■ **Rows listed in a dataset**:

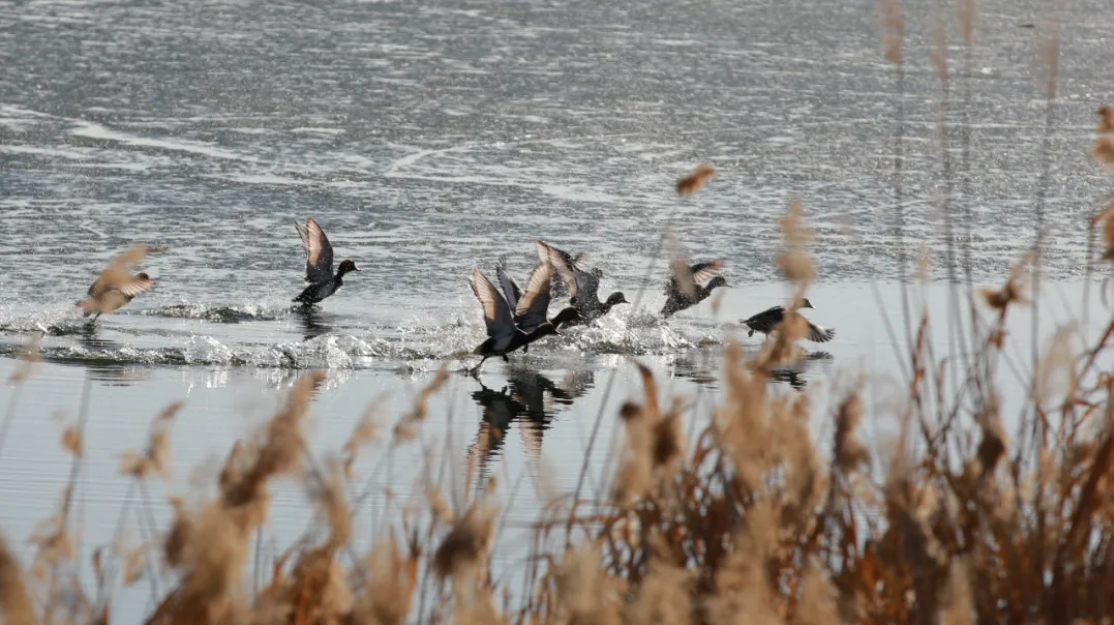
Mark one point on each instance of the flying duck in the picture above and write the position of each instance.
(504, 334)
(691, 284)
(768, 320)
(319, 264)
(583, 285)
(115, 286)
(558, 289)
(531, 306)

■ **Requirement**:
Copy out the text of every row above word for word, omitting the pictures.

■ **Result**:
Mark one point on each instance of the flying duck in the picture above and write the position of each instance.
(504, 334)
(691, 284)
(768, 320)
(319, 264)
(583, 285)
(115, 286)
(558, 289)
(531, 306)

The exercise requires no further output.